**任务 1**
阅读下面的链表相加题解，写出 addInList 函数中声明为 int 类型的全部变量名。

题解 | #链表相加(二)#

/**
 * struct ListNode {
 *	int val;
 *	struct ListNode *next;
 *	ListNode(int x) : val(x), next(nullptr) {}
 * };
 */
class Solution {
public:
    /**
     * 代码中的类名、方法名、参数名已经指定，请勿修改，直接返回方法规定的值即可
     *
     * 
     * @param head1 ListNode类 
     * @param head2 ListNode类 
     * @return ListNode类
     */
    
    ListNode* reverseList(ListNode* head) {
        ListNode* cur = head;
        ListNode* pre = nullptr;
        while(cur) {
            ListNode* next = cur->next;
            cur->next = pre;
            pre=cur;
            cur=next;
        }
        return pre;
    }
    ListNode* addInList(ListNode* head1, ListNode* head2) {
        // write code here
        ListNode* cur1 = reverseList(head1);//翻转链表
        ListNode* cur2 = reverseList(head2);//翻转链表
        ListNode* resHead=nullptr;
        int cnt = 0;
        int x1=0,x2=0,sum=0;
        while(cur1 || cur2) { //如果两个值的加和>10，就会产生进位，这个用来存储进位
            if(cur1==nullptr) x1=0; 
            else x1=cur1->val;
            if(cur2==nullptr) x2=0; 
            else x2=cur2->val;
            sum = x1+x2+cnt;
            cnt = sum / 10;
            ListNode* tmpNode = new ListNode(sum%10);
            tmpNode->next = resHead;
            resHead = tmpNode;
            if(cur1) cur1=cur1->next;
            if(cur2) cur2=cur2->next;
        }
        // 如果cnt>0 那么就说明存在进位还得插入一个节点
        if(cnt > 0) {
            ListNode* newNode = new ListNode(cnt);
            newNode->next = resHead;
            resHead = newNode;
        }
        return resHead;
    }
};

**给定数据**
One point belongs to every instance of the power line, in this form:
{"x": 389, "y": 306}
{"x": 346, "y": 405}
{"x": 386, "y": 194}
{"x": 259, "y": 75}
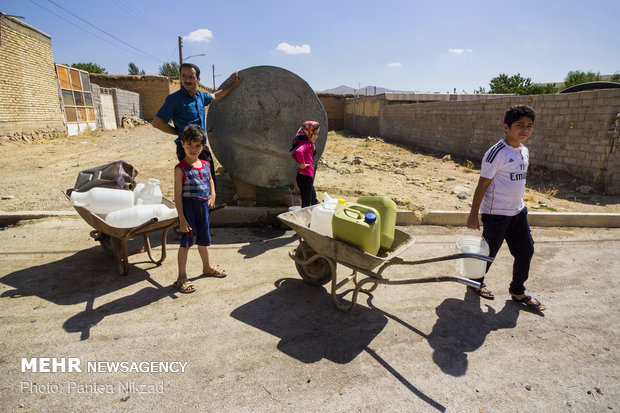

**任务 2**
将上面给定数据中的全部条目逐行原样抄录下来，答案中不要包含图片。

**完整答案 1**
cnt、x1、x2、sum

**完整答案 2**
One point belongs to every instance of the power line, in this form:
{"x": 389, "y": 306}
{"x": 346, "y": 405}
{"x": 386, "y": 194}
{"x": 259, "y": 75}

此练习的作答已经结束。